* [Reading text]
Warning: No loop content follows, aside from the distant connection to
other loop artists playing similar instruments. Total guitar geekiness is
all you'll find here:


At 7:46 AM -0400 5/29/97, Jon Durant wrote:
>Hey Kim, you got a Klein????
>
>Way to go. Just got mine as well. My brother Kingsley and I will be 
>playing at


Yeah, I didn't want to come on the list, jumping around like a little kid
saying "I got a Klein, I got a Klein!" But since you just did, heck I'll
join in.....

I first played one at summer NAMM 2 years ago. I was just blown away. You
pick up the guitar and it just sort of melts into your body, leaving your
hands exactly where they should be. It's so comfortable and easy to play,
its just amazing.

And the tone.....the harmonic content is like nothing I've ever heard. It's
just so rich. And the sustain is so good you hardly need a sustainer
pickup. I can play chords right up to the 24th fret on mine and it just
rings out perfectly.

I got mine with the resonator cavity, swamp ash body, Guatemalan Rosewood
neck (single piece, no fretboard), transtrem, and two Joseph Barden
humbuckers with a Barden single coil in between. I custom designed the
electronics for myself, based around this monster 4 pole 5 position switch
and three push-pull knobs. (the knobs are vol/vol/tone) I've got 20
combinations between coil splitting, phase, and pickup selection, plus all
the variations from tone/volume changes.

I picked out the wood myself, (well with Lorenzo's help) which was fun.
Klein is in a barn in Sonoma, in the California wine country. Spending a
day hanging around on the Klein farm picking out guitar wood and puttering
around Sonoma is a day well spent!  The neck piece is really something. If
you balance it at the 12th fret and tap on it, it rings out like a marimba
or something. The guitar is really light, which the right thing to do for
harmonics and sustain. And the grain across the top and fretboard is great
and very beautiful. Through the triaxis/2:90, this guitar sounds 
incredible.

* [Provided data]
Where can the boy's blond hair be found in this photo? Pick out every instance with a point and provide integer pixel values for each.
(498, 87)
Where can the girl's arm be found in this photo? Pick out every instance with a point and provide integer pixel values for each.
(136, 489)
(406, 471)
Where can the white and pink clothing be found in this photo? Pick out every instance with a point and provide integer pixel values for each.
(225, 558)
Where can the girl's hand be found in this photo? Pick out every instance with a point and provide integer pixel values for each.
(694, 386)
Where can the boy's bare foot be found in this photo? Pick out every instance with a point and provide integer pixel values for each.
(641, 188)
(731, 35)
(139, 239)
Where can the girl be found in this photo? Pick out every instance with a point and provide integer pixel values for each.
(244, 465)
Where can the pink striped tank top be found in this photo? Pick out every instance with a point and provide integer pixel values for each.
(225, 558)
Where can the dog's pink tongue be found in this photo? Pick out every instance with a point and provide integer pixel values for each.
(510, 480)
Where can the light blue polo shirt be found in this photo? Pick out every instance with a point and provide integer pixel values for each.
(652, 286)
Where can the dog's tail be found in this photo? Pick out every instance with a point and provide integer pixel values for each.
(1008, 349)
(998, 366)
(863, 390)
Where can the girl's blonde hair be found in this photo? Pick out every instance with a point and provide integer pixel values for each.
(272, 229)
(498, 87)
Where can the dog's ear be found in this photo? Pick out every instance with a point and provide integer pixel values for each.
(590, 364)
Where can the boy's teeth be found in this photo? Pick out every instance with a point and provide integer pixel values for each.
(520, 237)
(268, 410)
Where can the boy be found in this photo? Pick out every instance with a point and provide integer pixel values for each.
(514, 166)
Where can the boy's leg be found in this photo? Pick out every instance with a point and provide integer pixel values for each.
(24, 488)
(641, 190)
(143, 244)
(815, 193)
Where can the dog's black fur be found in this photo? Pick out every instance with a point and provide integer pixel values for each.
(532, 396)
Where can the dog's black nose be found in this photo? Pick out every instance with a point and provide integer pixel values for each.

* [Task directions] Return the whole Klein guitar post word for word.

* [Task result]
Warning: No loop content follows, aside from the distant connection to
other loop artists playing similar instruments. Total guitar geekiness is
all you'll find here:


At 7:46 AM -0400 5/29/97, Jon Durant wrote:
>Hey Kim, you got a Klein????
>
>Way to go. Just got mine as well. My brother Kingsley and I will be 
>playing at


Yeah, I didn't want to come on the list, jumping around like a little kid
saying "I got a Klein, I got a Klein!" But since you just did, heck I'll
join in.....

I first played one at summer NAMM 2 years ago. I was just blown away. You
pick up the guitar and it just sort of melts into your body, leaving your
hands exactly where they should be. It's so comfortable and easy to play,
its just amazing.

And the tone.....the harmonic content is like nothing I've ever heard. It's
just so rich. And the sustain is so good you hardly need a sustainer
pickup. I can play chords right up to the 24th fret on mine and it just
rings out perfectly.

I got mine with the resonator cavity, swamp ash body, Guatemalan Rosewood
neck (single piece, no fretboard), transtrem, and two Joseph Barden
humbuckers with a Barden single coil in between. I custom designed the
electronics for myself, based around this monster 4 pole 5 position switch
and three push-pull knobs. (the knobs are vol/vol/tone) I've got 20
combinations between coil splitting, phase, and pickup selection, plus all
the variations from tone/volume changes.

I picked out the wood myself, (well with Lorenzo's help) which was fun.
Klein is in a barn in Sonoma, in the California wine country. Spending a
day hanging around on the Klein farm picking out guitar wood and puttering
around Sonoma is a day well spent!  The neck piece is really something. If
you balance it at the 12th fret and tap on it, it rings out like a marimba
or something. The guitar is really light, which the right thing to do for
harmonics and sustain. And the grain across the top and fretboard is great
and very beautiful. Through the triaxis/2:90, this guitar sounds 
incredible.